Coordinate labeling data
● ● ●

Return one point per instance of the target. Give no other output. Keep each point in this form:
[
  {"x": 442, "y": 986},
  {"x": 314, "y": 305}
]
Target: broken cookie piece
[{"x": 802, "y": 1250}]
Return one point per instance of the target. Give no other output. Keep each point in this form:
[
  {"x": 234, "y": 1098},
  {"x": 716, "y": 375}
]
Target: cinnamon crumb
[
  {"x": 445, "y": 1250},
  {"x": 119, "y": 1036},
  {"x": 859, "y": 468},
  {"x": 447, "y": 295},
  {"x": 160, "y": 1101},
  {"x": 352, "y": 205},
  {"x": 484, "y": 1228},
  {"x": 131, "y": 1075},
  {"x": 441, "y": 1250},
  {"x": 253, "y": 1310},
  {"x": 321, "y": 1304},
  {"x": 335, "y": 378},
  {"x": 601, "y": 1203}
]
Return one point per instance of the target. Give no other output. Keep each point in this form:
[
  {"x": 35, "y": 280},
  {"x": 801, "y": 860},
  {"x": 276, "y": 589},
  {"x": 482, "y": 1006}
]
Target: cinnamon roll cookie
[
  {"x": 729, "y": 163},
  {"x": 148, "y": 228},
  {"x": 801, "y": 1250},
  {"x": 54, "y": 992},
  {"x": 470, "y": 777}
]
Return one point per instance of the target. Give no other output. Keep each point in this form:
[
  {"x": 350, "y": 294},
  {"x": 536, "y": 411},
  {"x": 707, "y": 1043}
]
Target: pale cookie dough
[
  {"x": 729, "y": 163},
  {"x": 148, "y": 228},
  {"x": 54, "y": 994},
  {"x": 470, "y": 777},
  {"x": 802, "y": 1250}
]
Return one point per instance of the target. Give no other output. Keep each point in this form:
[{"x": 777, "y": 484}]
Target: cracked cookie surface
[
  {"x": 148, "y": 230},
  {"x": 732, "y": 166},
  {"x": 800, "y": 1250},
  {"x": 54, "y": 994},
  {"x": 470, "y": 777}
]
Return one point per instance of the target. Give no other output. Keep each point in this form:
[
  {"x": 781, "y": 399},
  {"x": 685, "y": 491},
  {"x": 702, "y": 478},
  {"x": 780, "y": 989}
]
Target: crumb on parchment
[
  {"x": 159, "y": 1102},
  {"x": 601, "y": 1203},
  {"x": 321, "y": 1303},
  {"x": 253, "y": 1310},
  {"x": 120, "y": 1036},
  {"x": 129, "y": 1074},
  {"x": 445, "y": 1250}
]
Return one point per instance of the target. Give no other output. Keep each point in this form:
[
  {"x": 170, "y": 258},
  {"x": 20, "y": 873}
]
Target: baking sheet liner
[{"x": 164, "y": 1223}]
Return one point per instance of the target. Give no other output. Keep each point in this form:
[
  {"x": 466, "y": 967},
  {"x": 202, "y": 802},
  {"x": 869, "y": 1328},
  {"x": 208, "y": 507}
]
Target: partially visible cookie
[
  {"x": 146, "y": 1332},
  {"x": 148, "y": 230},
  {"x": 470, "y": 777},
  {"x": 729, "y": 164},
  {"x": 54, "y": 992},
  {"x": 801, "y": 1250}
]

● ● ●

> _What you have to do_
Repeat the records above exactly as they appear.

> _Result of the exercise_
Return one point per instance of the target. Give no other output. Keep each point in this form:
[
  {"x": 442, "y": 986},
  {"x": 314, "y": 305}
]
Target: broken cookie piece
[{"x": 802, "y": 1250}]
Return one point per instance of the target. Give no other output. Keep each point in this form:
[
  {"x": 234, "y": 1098},
  {"x": 716, "y": 375}
]
Target: cinnamon crumb
[
  {"x": 445, "y": 1250},
  {"x": 119, "y": 1036},
  {"x": 859, "y": 468},
  {"x": 447, "y": 295},
  {"x": 160, "y": 1101},
  {"x": 352, "y": 205},
  {"x": 484, "y": 1228},
  {"x": 131, "y": 1075},
  {"x": 441, "y": 1250},
  {"x": 253, "y": 1310},
  {"x": 321, "y": 1304},
  {"x": 335, "y": 378},
  {"x": 601, "y": 1203}
]
Return one point per instance of the target. Give no other output. Keep each point in this form:
[
  {"x": 35, "y": 280},
  {"x": 801, "y": 860},
  {"x": 276, "y": 589},
  {"x": 482, "y": 1006}
]
Target: cinnamon roll cookie
[
  {"x": 729, "y": 163},
  {"x": 148, "y": 228},
  {"x": 801, "y": 1250},
  {"x": 54, "y": 992},
  {"x": 470, "y": 777}
]
Return one point per instance of the target. Give no other output. Keep each point in this form:
[
  {"x": 350, "y": 294},
  {"x": 536, "y": 411},
  {"x": 707, "y": 1043}
]
Target: pale cookie dough
[
  {"x": 729, "y": 163},
  {"x": 148, "y": 228},
  {"x": 54, "y": 994},
  {"x": 470, "y": 777},
  {"x": 802, "y": 1250}
]
Return one point per instance of the target. Give no other output. Keep each point in this form:
[{"x": 777, "y": 484}]
Target: cracked cookie surface
[
  {"x": 148, "y": 230},
  {"x": 732, "y": 166},
  {"x": 800, "y": 1250},
  {"x": 54, "y": 994},
  {"x": 470, "y": 777}
]
Return one point per instance of the target. Give no other output. Keep each point in this form:
[
  {"x": 781, "y": 399},
  {"x": 685, "y": 491},
  {"x": 702, "y": 478},
  {"x": 780, "y": 989}
]
Target: crumb on parchment
[
  {"x": 159, "y": 1102},
  {"x": 601, "y": 1203},
  {"x": 321, "y": 1303},
  {"x": 253, "y": 1310},
  {"x": 120, "y": 1036},
  {"x": 129, "y": 1074},
  {"x": 445, "y": 1250}
]
Return one point per instance of the target. Give no other output. Keep each point in this form:
[
  {"x": 170, "y": 258},
  {"x": 20, "y": 873}
]
Target: baking sheet liner
[{"x": 164, "y": 1223}]
Return one point per instance of the target. Give no other output. Keep each point in this form:
[
  {"x": 466, "y": 967},
  {"x": 202, "y": 802},
  {"x": 869, "y": 1328},
  {"x": 208, "y": 507}
]
Target: partially visible cookie
[
  {"x": 146, "y": 1332},
  {"x": 148, "y": 230},
  {"x": 470, "y": 777},
  {"x": 729, "y": 164},
  {"x": 54, "y": 992},
  {"x": 801, "y": 1250}
]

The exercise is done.